# Exercise directions:
The line containing "of the pink" and every line after it, through the last, are to be extracted exactly; no other lines belong in the answer.

=-=-=-=-=

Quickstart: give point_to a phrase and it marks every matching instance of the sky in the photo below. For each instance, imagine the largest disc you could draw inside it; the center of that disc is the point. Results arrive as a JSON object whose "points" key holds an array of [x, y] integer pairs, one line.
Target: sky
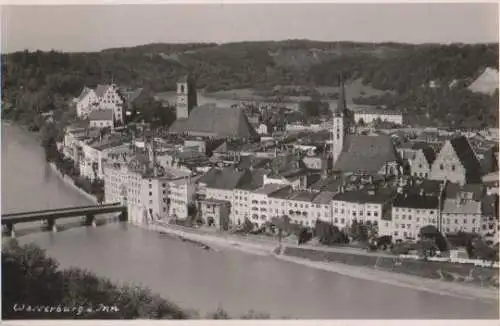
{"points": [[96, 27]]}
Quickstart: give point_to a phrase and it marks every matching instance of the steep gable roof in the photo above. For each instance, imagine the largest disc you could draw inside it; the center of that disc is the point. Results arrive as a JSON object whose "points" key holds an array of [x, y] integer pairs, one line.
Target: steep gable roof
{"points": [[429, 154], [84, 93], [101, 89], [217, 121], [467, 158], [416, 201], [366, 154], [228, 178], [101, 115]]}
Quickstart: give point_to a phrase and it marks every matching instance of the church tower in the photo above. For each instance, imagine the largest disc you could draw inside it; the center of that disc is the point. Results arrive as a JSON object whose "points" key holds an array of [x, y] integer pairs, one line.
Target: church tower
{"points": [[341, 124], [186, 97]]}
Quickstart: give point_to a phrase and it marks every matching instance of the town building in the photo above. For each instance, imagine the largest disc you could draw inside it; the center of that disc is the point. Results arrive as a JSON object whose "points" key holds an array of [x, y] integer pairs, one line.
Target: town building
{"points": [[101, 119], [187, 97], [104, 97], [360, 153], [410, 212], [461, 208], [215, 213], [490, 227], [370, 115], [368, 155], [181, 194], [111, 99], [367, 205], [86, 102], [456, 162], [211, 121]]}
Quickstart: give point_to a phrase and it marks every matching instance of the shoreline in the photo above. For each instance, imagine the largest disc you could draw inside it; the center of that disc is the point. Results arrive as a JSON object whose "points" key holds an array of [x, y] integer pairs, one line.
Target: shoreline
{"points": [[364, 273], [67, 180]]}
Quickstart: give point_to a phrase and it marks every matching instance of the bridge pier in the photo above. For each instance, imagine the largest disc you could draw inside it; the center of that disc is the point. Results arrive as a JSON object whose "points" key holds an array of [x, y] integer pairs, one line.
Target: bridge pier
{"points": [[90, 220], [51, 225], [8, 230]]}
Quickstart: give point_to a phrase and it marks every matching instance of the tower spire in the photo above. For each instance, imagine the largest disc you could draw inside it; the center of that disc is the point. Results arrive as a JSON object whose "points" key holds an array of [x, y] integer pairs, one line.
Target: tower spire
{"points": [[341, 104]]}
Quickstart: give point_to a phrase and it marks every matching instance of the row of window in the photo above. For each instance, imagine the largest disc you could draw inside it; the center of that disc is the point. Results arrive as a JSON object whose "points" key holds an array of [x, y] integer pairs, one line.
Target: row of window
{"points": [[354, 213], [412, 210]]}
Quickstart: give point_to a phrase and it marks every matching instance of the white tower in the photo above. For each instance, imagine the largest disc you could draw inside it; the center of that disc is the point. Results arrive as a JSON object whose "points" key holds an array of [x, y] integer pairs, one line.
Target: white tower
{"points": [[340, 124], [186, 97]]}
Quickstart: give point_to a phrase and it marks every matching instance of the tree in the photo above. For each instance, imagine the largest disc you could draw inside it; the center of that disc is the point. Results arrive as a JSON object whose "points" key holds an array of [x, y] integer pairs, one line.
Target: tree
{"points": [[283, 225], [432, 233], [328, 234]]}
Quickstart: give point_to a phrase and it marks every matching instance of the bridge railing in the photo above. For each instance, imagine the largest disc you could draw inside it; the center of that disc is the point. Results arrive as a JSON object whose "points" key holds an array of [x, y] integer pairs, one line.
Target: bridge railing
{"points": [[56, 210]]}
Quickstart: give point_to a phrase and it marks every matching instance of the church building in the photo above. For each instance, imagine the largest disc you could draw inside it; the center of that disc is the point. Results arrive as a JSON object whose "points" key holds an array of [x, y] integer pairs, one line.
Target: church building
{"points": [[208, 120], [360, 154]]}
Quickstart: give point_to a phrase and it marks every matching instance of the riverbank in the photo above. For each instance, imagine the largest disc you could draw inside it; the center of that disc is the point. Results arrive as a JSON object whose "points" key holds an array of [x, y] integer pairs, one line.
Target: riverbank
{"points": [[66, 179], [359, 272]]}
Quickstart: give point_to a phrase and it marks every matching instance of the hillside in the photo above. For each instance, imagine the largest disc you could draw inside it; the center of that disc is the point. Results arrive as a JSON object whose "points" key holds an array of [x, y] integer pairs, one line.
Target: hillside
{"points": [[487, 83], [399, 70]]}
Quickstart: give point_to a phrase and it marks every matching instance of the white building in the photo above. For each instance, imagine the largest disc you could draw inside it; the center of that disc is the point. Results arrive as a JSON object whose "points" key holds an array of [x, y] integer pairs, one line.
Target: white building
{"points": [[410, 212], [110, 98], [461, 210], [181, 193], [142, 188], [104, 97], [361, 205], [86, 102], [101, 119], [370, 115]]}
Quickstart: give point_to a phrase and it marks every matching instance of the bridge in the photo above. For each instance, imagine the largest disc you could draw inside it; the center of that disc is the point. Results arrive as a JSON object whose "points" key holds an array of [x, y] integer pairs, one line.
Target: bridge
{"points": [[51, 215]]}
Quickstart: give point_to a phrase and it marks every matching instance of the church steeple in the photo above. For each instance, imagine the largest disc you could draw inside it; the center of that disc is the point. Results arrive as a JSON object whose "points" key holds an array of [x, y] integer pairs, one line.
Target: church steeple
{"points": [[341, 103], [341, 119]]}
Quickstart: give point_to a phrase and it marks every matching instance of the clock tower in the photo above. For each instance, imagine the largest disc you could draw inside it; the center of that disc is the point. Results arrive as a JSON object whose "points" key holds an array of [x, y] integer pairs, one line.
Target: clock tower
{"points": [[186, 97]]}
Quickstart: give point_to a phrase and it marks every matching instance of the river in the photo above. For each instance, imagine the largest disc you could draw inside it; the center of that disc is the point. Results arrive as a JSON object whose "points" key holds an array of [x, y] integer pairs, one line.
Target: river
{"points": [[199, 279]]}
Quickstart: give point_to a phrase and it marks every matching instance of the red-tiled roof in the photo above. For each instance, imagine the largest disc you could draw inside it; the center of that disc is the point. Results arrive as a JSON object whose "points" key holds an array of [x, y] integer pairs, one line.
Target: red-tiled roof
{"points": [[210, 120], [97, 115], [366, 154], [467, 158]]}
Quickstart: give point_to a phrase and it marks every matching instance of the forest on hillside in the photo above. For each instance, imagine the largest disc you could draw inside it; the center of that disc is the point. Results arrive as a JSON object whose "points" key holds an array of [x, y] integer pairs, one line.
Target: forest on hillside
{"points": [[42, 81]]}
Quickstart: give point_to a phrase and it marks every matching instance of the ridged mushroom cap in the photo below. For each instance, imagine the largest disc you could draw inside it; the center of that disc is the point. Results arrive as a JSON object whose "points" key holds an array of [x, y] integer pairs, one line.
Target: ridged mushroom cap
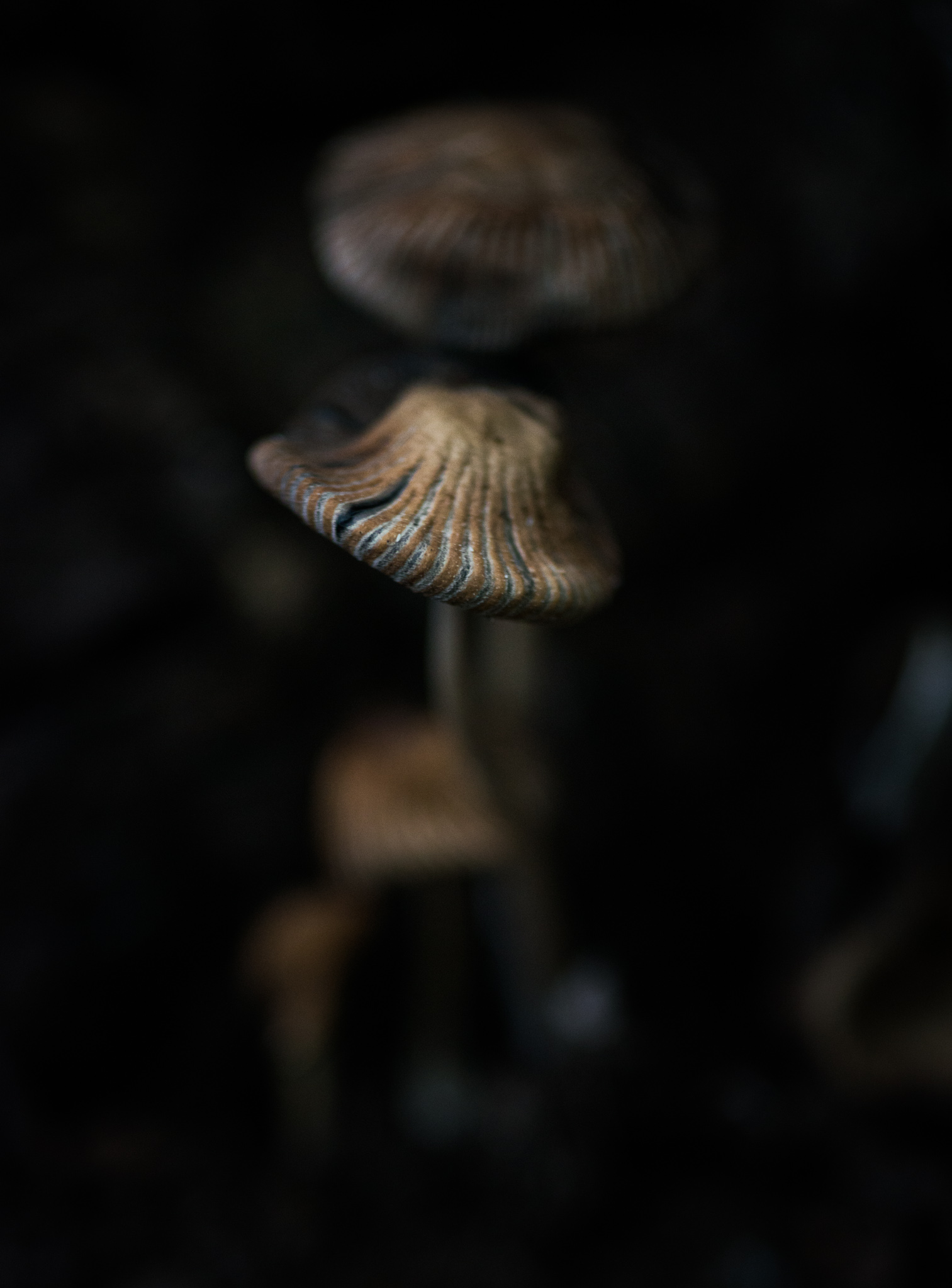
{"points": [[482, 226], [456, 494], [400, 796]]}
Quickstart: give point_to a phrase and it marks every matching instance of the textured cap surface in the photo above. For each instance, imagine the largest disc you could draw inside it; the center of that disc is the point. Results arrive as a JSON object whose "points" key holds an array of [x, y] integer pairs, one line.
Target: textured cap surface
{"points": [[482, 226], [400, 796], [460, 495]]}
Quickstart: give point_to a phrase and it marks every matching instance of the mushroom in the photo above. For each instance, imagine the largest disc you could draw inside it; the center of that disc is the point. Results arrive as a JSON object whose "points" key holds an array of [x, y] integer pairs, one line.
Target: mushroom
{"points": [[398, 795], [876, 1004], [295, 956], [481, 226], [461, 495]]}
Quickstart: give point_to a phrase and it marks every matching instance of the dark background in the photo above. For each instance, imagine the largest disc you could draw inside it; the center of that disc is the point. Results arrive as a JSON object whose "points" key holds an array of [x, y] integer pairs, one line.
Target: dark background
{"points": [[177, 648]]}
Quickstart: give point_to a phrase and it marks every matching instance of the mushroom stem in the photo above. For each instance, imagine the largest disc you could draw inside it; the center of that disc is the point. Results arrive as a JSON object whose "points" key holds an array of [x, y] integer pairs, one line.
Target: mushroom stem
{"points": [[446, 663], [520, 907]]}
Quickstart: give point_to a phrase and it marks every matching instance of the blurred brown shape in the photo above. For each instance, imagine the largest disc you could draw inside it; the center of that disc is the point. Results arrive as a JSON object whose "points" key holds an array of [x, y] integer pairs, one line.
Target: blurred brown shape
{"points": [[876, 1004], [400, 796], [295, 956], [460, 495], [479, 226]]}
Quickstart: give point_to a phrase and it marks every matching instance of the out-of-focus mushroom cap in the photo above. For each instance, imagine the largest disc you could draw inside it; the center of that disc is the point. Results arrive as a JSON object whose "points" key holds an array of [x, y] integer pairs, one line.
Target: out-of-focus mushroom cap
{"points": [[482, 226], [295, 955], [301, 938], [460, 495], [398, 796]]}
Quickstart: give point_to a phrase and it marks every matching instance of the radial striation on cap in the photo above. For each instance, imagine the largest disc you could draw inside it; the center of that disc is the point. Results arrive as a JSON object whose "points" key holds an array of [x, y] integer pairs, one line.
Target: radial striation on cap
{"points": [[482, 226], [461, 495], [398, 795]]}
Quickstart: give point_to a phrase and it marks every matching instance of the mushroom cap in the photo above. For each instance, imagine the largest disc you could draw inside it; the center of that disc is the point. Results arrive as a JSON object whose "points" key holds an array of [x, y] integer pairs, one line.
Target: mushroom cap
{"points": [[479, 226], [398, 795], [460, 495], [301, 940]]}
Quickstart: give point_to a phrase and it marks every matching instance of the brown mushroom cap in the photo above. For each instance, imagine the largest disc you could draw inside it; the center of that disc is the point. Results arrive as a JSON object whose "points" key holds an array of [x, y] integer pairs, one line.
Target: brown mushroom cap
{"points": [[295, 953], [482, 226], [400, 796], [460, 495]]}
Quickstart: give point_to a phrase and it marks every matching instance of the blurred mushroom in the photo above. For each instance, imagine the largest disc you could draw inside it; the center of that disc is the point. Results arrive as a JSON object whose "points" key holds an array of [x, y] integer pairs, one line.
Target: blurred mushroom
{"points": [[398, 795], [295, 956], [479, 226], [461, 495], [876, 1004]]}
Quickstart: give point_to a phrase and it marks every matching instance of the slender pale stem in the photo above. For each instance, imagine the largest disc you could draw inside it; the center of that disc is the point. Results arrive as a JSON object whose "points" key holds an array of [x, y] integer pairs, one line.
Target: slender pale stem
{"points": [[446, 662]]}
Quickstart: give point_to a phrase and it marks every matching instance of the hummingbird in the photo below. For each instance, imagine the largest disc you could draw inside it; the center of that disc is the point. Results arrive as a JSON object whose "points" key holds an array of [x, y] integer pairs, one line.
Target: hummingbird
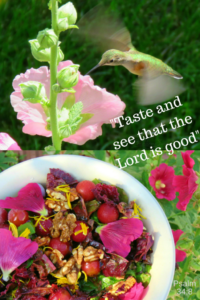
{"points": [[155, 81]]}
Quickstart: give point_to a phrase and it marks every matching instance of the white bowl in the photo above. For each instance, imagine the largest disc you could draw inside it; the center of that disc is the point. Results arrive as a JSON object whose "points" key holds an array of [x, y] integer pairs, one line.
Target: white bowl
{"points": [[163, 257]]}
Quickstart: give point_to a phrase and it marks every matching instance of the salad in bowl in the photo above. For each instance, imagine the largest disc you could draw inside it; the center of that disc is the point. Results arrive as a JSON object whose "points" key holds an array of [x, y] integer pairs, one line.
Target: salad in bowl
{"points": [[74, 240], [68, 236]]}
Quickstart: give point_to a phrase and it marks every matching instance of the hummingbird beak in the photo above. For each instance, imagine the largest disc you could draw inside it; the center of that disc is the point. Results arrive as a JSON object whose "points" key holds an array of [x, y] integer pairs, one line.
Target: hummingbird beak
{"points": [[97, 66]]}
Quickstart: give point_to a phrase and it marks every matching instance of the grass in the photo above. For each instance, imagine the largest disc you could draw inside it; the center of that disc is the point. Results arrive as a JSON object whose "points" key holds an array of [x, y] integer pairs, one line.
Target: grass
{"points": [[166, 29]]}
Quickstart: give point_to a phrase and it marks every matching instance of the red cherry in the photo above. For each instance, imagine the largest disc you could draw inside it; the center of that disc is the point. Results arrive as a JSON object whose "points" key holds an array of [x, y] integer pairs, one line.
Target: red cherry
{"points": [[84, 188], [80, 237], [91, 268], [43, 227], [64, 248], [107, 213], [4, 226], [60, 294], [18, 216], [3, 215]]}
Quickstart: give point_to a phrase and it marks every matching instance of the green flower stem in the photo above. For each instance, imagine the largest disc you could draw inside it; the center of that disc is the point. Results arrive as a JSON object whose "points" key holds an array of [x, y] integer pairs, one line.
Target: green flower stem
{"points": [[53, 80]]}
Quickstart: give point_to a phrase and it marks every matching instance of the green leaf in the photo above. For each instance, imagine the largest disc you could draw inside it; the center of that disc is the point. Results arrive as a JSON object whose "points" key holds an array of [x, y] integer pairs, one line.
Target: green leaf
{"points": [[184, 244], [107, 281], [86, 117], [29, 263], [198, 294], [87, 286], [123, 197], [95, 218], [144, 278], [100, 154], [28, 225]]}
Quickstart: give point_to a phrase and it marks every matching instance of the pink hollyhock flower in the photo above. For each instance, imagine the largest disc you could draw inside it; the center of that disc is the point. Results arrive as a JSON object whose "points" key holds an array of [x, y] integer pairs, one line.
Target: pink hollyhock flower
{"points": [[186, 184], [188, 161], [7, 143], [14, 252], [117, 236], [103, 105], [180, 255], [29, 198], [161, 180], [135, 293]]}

=-=-=-=-=

# Answer for this exercise:
Quickstart: give point_to a phrase and it marks every matching instance of the pink hollyhock flower in the photo above. For each instance, imagine the largest disc you could draw inside it; the center of that disc is the point. Results arrive as a JSON object whose "points" key holds an array of [x, y] integer pairs, one line.
Target: pink hollyhock flower
{"points": [[186, 184], [188, 161], [7, 143], [14, 252], [117, 236], [103, 105], [180, 255], [29, 198], [161, 180], [135, 293]]}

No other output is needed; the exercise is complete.